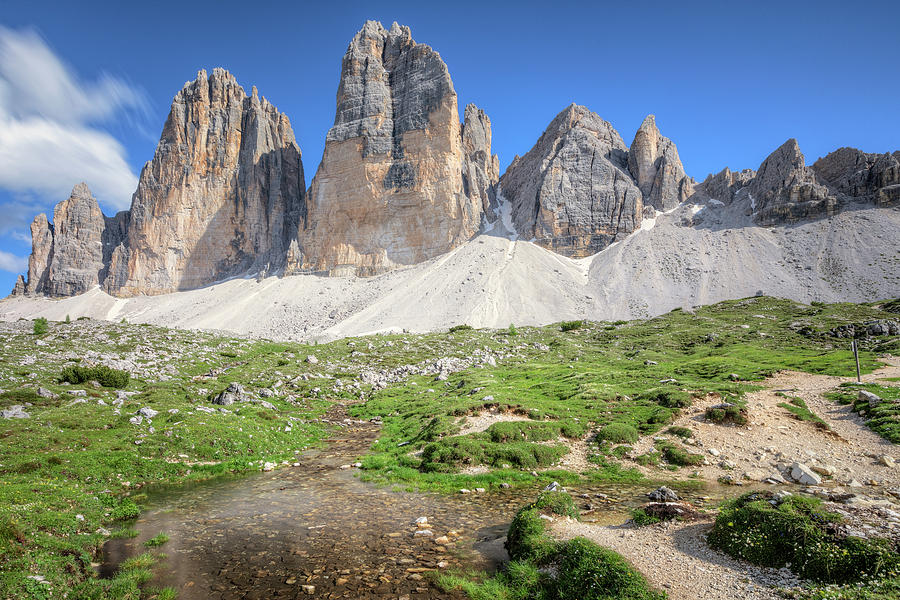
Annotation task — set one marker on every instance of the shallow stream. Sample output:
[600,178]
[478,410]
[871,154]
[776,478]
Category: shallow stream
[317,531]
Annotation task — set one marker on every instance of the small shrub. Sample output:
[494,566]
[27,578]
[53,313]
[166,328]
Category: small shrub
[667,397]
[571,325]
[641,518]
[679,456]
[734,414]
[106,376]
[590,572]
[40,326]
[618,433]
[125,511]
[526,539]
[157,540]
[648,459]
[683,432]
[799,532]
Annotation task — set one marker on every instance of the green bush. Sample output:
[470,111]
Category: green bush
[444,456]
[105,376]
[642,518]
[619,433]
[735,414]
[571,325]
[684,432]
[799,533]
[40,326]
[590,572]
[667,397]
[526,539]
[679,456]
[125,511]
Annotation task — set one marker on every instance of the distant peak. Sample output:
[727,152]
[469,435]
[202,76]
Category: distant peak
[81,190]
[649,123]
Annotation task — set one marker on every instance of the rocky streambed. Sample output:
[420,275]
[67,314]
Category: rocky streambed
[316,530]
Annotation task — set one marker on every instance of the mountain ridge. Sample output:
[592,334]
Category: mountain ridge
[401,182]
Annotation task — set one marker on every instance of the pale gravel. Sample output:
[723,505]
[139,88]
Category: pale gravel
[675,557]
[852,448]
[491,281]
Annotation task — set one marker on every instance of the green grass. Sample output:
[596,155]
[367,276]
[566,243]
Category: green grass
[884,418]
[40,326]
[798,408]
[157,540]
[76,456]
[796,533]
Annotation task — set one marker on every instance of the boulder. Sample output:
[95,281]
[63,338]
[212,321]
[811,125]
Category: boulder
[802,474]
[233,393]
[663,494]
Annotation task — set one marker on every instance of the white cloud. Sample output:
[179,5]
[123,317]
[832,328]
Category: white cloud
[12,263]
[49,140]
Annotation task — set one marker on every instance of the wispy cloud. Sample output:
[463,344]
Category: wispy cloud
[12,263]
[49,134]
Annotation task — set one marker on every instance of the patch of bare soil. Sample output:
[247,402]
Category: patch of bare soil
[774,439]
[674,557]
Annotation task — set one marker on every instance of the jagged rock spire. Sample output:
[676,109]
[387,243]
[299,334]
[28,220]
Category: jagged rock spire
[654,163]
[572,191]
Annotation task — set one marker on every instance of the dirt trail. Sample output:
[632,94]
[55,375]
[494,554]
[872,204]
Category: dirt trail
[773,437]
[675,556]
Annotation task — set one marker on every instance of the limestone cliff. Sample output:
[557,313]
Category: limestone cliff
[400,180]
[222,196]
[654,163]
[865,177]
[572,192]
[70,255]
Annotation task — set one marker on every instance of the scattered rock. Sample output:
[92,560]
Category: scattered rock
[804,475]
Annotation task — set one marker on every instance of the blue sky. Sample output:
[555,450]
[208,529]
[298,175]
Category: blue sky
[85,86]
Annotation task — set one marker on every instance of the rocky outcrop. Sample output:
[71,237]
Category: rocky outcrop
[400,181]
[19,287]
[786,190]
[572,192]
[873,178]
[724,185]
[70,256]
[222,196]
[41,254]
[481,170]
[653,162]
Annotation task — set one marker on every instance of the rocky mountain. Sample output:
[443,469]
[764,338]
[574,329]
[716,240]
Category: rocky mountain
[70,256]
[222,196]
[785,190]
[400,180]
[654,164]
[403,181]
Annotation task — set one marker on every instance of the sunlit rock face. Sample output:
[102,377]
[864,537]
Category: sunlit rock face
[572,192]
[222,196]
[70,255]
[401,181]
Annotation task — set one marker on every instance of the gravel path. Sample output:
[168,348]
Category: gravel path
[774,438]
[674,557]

++++++

In your copy of the listing above, reproduce each line exactly and omit all pictures.

* **EXERCISE ANSWER**:
Annotation task — set one marker on every instance of the shallow stream. Sample output:
[600,178]
[478,410]
[871,154]
[776,478]
Category: shallow stream
[317,531]
Annotation task — set one marker on every instance of the small shrub. Sample output:
[494,566]
[27,578]
[53,313]
[166,328]
Category: small shrub
[667,397]
[571,325]
[641,518]
[679,456]
[734,414]
[106,376]
[590,572]
[40,326]
[618,433]
[125,511]
[526,539]
[157,540]
[648,459]
[683,432]
[799,532]
Annotation task — set one marker on every instance of the green bush. Sample output:
[470,111]
Category: green bush
[444,456]
[105,376]
[642,518]
[619,433]
[735,414]
[571,325]
[684,432]
[799,533]
[40,326]
[590,572]
[667,397]
[526,539]
[679,456]
[125,511]
Annotation task — set one marker on every instance of the distant peak. Sample output:
[727,152]
[469,435]
[202,76]
Category: distant peak
[81,190]
[649,123]
Annotation task — set one marker on every instance of the rocky streambed. Sample output:
[420,275]
[67,314]
Category: rocky streambed
[316,530]
Annotation task — set one marker on every instance of the mountain ridge. Sample output:
[592,334]
Category: mountain ridge
[401,182]
Annotation task — set one marker on every instance of the pale gravel. Sample output:
[723,505]
[139,88]
Category: pale gravel
[675,557]
[852,448]
[491,281]
Annotation task — set one marker on every instance of the green grass. Sample output:
[596,155]
[367,276]
[566,243]
Category: green grass
[884,418]
[40,326]
[798,408]
[157,540]
[76,456]
[796,533]
Annotation task — set one marker on every instance of the boulder. Sample output:
[95,281]
[63,338]
[212,321]
[811,125]
Category: boulder
[802,474]
[233,393]
[663,494]
Annotation task — set one marker on every instance of the white cloud. Sample output:
[179,5]
[123,317]
[832,328]
Category: white cloud
[12,263]
[49,140]
Annotation task — set one marker on every instance of the wispy cloud. Sample output:
[463,344]
Category: wispy cloud
[12,263]
[49,134]
Annotation task — set one marker on every instance of the patch of bare soil. Sample output:
[247,402]
Category: patch of bare soil
[774,439]
[674,557]
Annotation task — set one marker on every instance of the jagged rock spire. Sample output:
[676,109]
[387,243]
[299,334]
[28,220]
Category: jagged rock spire
[654,163]
[572,191]
Annotation task — set one marker on every instance of the dirt trail. Sample output:
[632,94]
[55,375]
[494,554]
[872,204]
Category: dirt trail
[773,437]
[675,556]
Annotation task — set one marker on every instance of the limestone cliff. Sample output:
[557,313]
Category: limestone cliff
[400,180]
[222,196]
[654,163]
[865,177]
[572,192]
[70,255]
Annotation task — set one marker on every instance of the scattered rock. Sample output:
[92,560]
Category: scattered rock
[804,475]
Annotation task — set one marker on every instance of the blue sky. Sample output:
[555,450]
[208,529]
[298,175]
Category: blue sky
[85,86]
Annotation task — set one marker on every instance of the rocky outcrop. Sample output:
[71,237]
Category: rocky outcrop
[400,181]
[19,287]
[786,190]
[572,192]
[873,178]
[724,185]
[70,256]
[222,196]
[41,254]
[481,170]
[653,162]
Annotation task — set one marker on every instance of the rocky mountain. Sample output:
[443,469]
[764,338]
[574,329]
[716,240]
Category: rocky mountain
[70,256]
[222,196]
[785,190]
[400,180]
[654,164]
[403,181]
Annotation task — set one marker on every instance of the sunlit rock face. Sample output:
[102,377]
[864,537]
Category: sunlit rock face
[572,192]
[222,196]
[70,255]
[401,181]
Annotation task — set one marker on every instance of the gravel path. Sample output:
[168,348]
Category: gravel path
[774,438]
[674,557]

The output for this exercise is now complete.